What needs to be done: Retype the records in full, and please keep the pictures out of the copy.

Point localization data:
+++

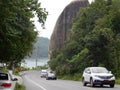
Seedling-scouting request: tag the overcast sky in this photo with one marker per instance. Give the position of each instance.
(54, 8)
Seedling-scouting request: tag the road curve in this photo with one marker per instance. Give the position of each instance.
(33, 81)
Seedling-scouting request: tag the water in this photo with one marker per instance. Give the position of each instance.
(32, 62)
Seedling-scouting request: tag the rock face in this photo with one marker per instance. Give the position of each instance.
(64, 24)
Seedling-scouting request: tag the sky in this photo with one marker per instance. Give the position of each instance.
(54, 8)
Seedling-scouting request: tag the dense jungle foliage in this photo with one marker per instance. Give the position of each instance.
(94, 40)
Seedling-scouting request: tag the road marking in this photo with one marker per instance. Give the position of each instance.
(36, 83)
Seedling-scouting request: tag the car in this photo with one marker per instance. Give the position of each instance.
(6, 81)
(98, 76)
(51, 76)
(43, 73)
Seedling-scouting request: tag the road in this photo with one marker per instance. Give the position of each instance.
(33, 81)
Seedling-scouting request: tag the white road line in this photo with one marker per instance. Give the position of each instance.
(36, 83)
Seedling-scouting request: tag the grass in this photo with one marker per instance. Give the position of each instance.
(19, 87)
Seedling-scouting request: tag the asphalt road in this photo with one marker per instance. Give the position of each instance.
(33, 81)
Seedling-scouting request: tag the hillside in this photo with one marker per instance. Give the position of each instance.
(40, 48)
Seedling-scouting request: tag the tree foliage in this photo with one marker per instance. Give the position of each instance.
(17, 31)
(94, 39)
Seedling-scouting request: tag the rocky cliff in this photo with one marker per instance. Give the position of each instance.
(64, 24)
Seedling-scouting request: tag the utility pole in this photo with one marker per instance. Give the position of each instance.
(36, 57)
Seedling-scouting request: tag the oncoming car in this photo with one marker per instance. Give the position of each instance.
(43, 73)
(51, 76)
(98, 76)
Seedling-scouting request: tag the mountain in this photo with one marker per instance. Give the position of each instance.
(40, 49)
(64, 24)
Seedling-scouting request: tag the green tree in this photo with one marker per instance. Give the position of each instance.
(17, 31)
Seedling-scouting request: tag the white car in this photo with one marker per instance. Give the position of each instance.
(43, 73)
(6, 81)
(51, 76)
(98, 76)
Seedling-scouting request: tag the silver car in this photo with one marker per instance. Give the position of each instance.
(98, 76)
(6, 81)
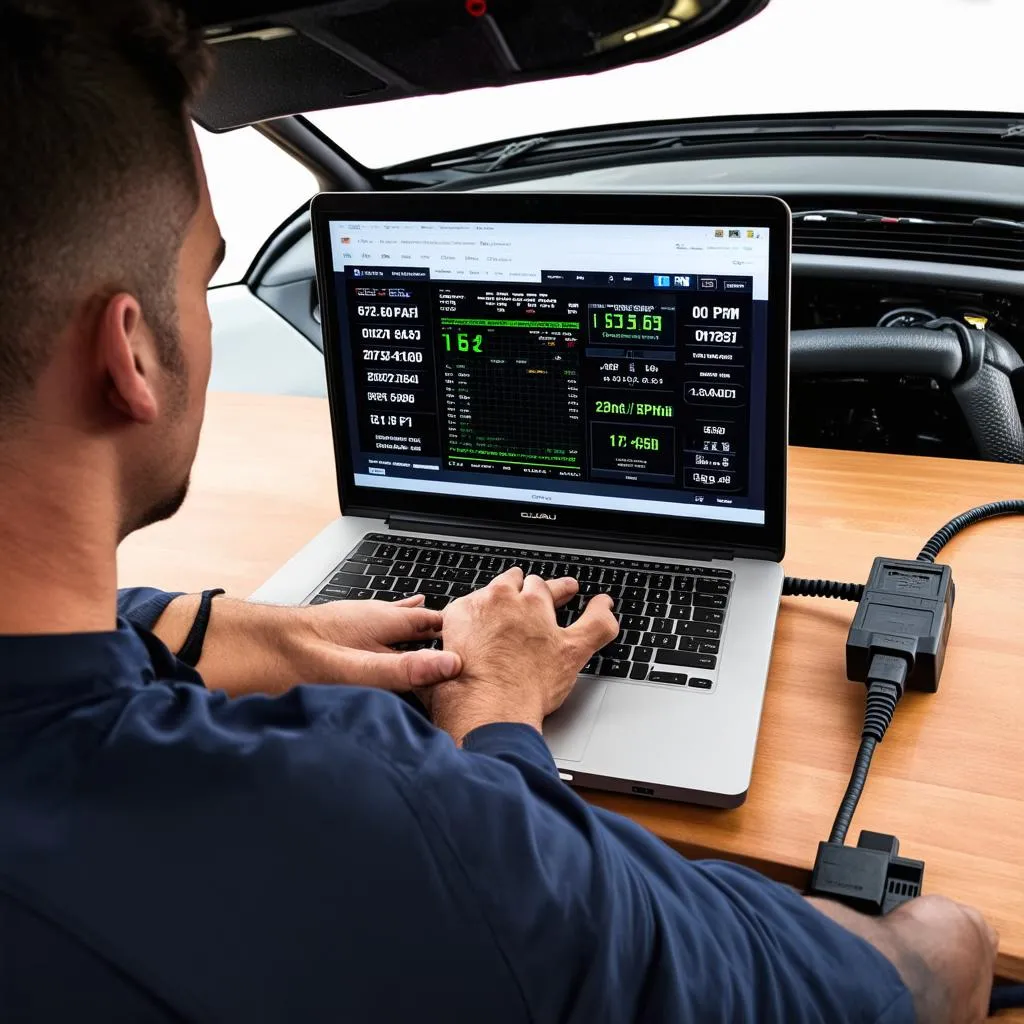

+++

Response to this exercise:
Seedling-scouting request: tag the overcast sky in this photo with one marker per instance. Give the position of each instance.
(54, 8)
Seedling-scouting request: tag the road curve in this photo with one marker per instance. Give the position of each instance.
(33, 81)
Seedling-scouting request: tag the water in this photo with one marker per instance. Give the position of each instance.
(32, 62)
Seedling-scouting request: tag the rock face in this photo with one marker per instance. Give the position of each instance.
(64, 24)
Seedling-scouting request: tag the sky in this photo with one marker per instance. Give the position of each instance.
(54, 8)
Seedling-scouting request: tag the dense jungle foliage in this photo with one marker per instance. Give the position of each instance.
(94, 40)
Seedling-scouting request: tag the road marking in this photo with one marker per instance. Give the position of each instance.
(36, 83)
Seedling-scouting request: tag the car in this photo with one marker per instance. Give the position of each instance.
(6, 81)
(98, 76)
(51, 76)
(43, 73)
Seedling-scouting request: tag the road in this photo with one marker per instance. Give the position of each instance.
(33, 81)
Seedling-scouting request: tag the white road line in this photo with one marker per instance. Give the position of each instance.
(36, 83)
Seedling-scouting request: tag the grass in this photo with one marker per instance. Give the position of each instance.
(19, 87)
Seedling-scouting request: tag the asphalt road in this photo with one marker per instance. Give the position of each instance.
(33, 81)
Seedling-scouting request: tag the hillside in this photo with one marker per instance. Give the position of each instance.
(40, 48)
Seedling-scouting request: tag the tree foliage in this photo with one marker per instance. Give the position of each instance.
(17, 31)
(94, 39)
Seedling-scouting request: tag the rocky cliff in this photo with one marker per instance. Give the position of each instance.
(64, 24)
Seedling-scouting request: tag the utility pole in this photo with one marker per instance. Give the position of each instance.
(36, 57)
Seedling-scouting request: tag the oncoming car in this photo with one marker per instance. Give the position of each instance.
(43, 73)
(51, 76)
(98, 76)
Seedling-scouting request: tag the mountain in this photo with one marker per instance. Give the position of each instance.
(40, 49)
(64, 24)
Seedling-scouting request: tag the green tree in this photo with one marker per instance. Give the position of each instance.
(17, 31)
Seedling-scouting request: tag the white car in this photo with one marker per instance. Give the position of each instance.
(43, 73)
(6, 81)
(51, 76)
(98, 76)
Seedling-scouting request: tag the silver car in this photo with one marker per instance. Give the position of each instance.
(98, 76)
(6, 81)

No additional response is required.